* **TAREA ESCRITA 1**
Indica si cada una de estas afirmaciones concuerda con el texto sobre Antonio Magariños y responde sí o no, citando literalmente las palabras del texto que lo deciden: (a) Antonio Magariños era catedrático de latín en el instituto Ramiro de Maeztu. (b) Magariños creó en el Ramiro el primer Bachillerato Nocturno de España. (c) Desde el principio, el club se presentó con el nombre de Club de Baloncesto Estudiantes.
* **TAREA ESCRITA 2**
Retoma el texto sobre Antonio Magariños y el instituto Ramiro de Maeztu, y continúalo a partir de su última oración.

* **TEXTO DE LA PÁGINA**
_ _ _
Es difícil localizar entre las motivaciones de Antonio Magariños ningún compromiso con el termómetro cuando organizó aquello que terminó llamándose Club de Baloncesto Estudiantes, después de unos primeros lances donde se presentaba tan sólo como «Ramiro de Maeztu». Ése es el nombre del instituto masculino donde era catedrático de latín.

Este instituto tiene ahora cierta fama de ser un colegio privado encubierto. Dejando a un lado tanto el fundamento como la falsedad de esa acusación, habría que reconocer que Antonio Magariños fue uno de los principales promotores de esa diferenciación y, al mismo tiempo, un conspirador público contra la desigualdad de clase. Es muy posible que el Ramiro sea uno de los cincuenta high schools de todo el mundo que haya albergado en sus aulas a más jugadores de la NBA. También es el centro educativo que presenta más alumnos a la selectividad de toda su provincia (y con gran probabilidad de toda España); una extraña manera de apuntalar el privilegio. En ambos récords, Antonio Magariños aparece tras la escena. No sólo fundó Estudiantes, también creó en el Ramiro el primer Bachillerato Nocturno de España que sigue reuniendo un alumnado muy numeroso.

Es seguro que las posibilidades materiales de tales hazañas habrían sido muy otras de no estar en el centro público de enseñanza media más privilegiado del país por varias razones: sus vínculos con el ministerio de Educación, el legado del Instituto Escuela donde también enseñó Magariños y su significativa localización urbana. Sin embargo, no bastan buenos ingredientes para armar un guiso excepcional. Como del soldado del poema se puede decir que «más de un hombre fue aquel hombre». Los profesores de instituto, damas y caballeros con sueldo digno y una identidad pública asociada a una disciplina académica, alcanzaban quizá su versión sublime en los enseñantes de lenguas clásicas. Unos tipos que tenían por obligación profesional abrir a los muchos una ventana que durante siglos estuvo reservada a los muy pocos. No es misión banal hacer de la tristissima nocte de Ovidio y el dona ferentis de Virgilio, lugares familiares de la memoria a quienes se enfrentarán a noches tristes y caballos de Troya, pero todavía no lo saben.
_ _ _
* **DATOS APORTADOS**
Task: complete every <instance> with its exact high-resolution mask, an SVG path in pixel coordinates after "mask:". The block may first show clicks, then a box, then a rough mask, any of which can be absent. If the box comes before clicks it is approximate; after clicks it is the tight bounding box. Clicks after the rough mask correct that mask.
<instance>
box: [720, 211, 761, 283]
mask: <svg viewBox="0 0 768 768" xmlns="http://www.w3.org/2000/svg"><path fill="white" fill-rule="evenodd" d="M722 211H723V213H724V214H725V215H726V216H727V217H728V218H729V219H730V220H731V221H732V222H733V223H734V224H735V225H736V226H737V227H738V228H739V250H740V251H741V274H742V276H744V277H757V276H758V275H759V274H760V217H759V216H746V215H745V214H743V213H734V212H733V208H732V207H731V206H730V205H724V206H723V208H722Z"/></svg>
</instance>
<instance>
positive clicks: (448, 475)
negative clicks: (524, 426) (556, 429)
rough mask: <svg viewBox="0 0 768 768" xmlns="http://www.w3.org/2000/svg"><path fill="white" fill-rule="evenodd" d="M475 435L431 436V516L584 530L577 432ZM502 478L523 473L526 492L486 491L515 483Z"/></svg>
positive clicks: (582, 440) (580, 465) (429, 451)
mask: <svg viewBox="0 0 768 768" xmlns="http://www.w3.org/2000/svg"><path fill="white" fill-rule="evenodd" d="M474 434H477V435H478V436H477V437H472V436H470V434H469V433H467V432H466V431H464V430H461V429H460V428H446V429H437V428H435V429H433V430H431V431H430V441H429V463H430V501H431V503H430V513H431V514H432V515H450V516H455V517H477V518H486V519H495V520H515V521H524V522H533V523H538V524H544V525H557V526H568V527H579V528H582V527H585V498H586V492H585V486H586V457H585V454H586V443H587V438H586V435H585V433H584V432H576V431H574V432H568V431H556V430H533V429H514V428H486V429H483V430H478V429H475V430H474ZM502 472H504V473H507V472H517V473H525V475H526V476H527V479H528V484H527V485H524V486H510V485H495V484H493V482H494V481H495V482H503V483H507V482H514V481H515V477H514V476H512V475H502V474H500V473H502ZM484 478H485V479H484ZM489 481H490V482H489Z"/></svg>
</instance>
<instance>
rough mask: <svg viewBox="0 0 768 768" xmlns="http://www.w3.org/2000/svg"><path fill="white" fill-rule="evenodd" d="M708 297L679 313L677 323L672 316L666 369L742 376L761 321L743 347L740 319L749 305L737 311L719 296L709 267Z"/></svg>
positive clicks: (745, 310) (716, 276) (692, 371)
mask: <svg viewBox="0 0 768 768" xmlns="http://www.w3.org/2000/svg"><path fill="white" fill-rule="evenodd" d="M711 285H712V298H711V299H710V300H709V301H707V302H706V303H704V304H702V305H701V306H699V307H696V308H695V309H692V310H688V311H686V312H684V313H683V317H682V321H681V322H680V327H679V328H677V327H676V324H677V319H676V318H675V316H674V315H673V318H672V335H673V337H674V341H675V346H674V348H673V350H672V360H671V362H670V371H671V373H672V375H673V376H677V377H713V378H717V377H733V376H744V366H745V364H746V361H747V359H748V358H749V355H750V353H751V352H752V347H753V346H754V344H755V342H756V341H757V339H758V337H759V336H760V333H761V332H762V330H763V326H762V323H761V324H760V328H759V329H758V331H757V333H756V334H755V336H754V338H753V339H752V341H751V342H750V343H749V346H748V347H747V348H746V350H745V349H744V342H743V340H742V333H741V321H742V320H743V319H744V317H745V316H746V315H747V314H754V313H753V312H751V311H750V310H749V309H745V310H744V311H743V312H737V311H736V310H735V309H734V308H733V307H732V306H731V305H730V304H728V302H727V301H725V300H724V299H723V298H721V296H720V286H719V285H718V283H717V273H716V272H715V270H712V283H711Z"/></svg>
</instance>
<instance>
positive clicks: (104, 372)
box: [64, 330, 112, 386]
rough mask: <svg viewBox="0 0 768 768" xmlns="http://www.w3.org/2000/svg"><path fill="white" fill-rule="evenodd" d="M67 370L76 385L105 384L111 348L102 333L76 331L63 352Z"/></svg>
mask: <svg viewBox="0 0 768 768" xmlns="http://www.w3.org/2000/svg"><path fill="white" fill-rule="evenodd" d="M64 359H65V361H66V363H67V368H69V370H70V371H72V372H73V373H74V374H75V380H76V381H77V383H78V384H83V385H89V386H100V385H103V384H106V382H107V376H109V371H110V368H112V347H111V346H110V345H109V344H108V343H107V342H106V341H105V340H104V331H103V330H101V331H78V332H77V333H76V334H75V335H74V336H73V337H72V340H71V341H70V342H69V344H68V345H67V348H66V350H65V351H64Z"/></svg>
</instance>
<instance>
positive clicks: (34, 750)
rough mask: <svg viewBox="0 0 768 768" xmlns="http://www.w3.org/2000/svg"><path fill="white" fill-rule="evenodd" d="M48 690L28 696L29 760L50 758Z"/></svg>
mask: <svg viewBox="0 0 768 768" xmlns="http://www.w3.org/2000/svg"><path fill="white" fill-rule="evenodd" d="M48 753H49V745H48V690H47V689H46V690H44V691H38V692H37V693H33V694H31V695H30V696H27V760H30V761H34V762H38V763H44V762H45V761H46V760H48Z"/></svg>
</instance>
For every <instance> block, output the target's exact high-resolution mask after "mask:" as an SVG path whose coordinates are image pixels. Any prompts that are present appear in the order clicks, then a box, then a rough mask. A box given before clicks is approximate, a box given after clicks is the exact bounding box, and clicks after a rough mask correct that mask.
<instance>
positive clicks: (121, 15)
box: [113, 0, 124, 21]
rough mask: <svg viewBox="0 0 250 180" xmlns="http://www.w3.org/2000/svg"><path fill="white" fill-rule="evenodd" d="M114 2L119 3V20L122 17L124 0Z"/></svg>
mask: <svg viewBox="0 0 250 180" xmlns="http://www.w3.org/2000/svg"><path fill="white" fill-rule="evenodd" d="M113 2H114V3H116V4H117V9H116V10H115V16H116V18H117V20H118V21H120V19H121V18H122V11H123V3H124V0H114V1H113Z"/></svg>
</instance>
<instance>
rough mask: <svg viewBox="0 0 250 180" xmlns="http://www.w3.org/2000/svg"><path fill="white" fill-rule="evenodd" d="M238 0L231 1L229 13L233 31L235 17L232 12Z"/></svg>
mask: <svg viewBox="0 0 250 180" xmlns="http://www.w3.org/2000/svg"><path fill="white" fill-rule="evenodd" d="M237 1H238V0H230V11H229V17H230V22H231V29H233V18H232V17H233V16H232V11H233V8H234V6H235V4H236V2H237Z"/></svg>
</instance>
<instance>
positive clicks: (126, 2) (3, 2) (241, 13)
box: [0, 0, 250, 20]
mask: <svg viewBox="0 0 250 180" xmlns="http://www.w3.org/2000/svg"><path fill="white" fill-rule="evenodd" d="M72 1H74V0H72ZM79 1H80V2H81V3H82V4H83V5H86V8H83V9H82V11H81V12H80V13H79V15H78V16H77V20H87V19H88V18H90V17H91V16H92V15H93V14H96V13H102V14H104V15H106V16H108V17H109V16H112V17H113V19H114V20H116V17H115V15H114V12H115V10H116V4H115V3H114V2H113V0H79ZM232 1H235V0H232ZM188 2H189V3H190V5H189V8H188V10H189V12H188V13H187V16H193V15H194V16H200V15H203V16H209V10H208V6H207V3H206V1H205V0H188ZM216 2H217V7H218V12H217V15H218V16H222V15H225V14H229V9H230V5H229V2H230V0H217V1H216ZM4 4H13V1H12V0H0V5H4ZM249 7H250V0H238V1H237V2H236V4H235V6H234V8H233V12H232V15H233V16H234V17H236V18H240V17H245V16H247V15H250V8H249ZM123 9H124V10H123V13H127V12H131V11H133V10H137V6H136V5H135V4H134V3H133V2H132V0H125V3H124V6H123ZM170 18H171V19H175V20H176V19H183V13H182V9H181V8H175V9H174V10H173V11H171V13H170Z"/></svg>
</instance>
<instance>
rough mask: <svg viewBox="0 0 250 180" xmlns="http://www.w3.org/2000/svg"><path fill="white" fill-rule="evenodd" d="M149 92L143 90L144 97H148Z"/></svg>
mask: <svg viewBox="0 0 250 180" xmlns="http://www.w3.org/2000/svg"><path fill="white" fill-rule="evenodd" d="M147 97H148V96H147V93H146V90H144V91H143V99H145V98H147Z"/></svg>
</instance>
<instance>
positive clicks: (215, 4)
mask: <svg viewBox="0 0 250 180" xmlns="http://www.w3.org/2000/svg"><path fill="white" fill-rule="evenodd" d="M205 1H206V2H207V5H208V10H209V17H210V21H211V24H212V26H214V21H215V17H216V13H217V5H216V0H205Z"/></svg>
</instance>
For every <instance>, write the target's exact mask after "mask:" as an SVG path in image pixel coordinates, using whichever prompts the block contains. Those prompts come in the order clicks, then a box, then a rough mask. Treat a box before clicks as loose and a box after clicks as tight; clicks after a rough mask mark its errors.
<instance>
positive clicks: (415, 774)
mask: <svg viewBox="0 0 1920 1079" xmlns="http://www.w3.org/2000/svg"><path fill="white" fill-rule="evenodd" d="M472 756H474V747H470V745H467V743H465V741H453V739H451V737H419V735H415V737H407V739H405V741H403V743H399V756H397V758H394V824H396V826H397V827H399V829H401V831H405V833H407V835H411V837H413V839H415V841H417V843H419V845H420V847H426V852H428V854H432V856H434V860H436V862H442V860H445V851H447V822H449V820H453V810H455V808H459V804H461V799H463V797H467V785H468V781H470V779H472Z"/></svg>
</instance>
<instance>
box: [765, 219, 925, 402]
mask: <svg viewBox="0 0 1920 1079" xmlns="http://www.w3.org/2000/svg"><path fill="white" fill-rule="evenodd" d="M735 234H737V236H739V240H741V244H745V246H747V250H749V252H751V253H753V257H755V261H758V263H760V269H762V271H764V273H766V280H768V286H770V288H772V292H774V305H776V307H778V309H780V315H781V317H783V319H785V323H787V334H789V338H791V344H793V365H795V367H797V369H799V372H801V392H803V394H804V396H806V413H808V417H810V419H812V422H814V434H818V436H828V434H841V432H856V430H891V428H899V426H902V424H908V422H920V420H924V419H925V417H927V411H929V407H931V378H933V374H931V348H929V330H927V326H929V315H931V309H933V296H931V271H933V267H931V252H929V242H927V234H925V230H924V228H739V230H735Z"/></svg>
_ _ _
* **RESPUESTA 1**
(a) Sí: «Ése es el nombre del instituto masculino donde era catedrático de latín».
(b) Sí: «también creó en el Ramiro el primer Bachillerato Nocturno de España».
(c) No: «después de unos primeros lances donde se presentaba tan sólo como «Ramiro de Maeztu»».

* **RESPUESTA 2**
Sin embargo, más allá de los misterios del quod y los ritmos ditirámbicos, los profesores de latín y griego ofrecían la posibilidad al alumno de conocer a unos sujetos que en su juventud habían escogido la sabiduría y la belleza como las habitaciones de su propia vida. Guardianes de un viejo tesoro que llevaba sus horas llegar a conocer. Había algo en la pureza de ese conocimiento que hacía a sus participes sacerdotes privilegiados de la transmisión, la enseñanza, la cultura y el estudio. Virtudes que no parecen ajenas a la tarea de un instituto. Así, los profesores de latín y griego se revelaban los principales activos en hacer del instituto algo más que un expendedor de títulos o una guardería de adolescentes. A menudo, eran los que viajaban por Europa a fin de curso con los alumnos o quienes les recibían en sus casas años después de terminar el bachillerato.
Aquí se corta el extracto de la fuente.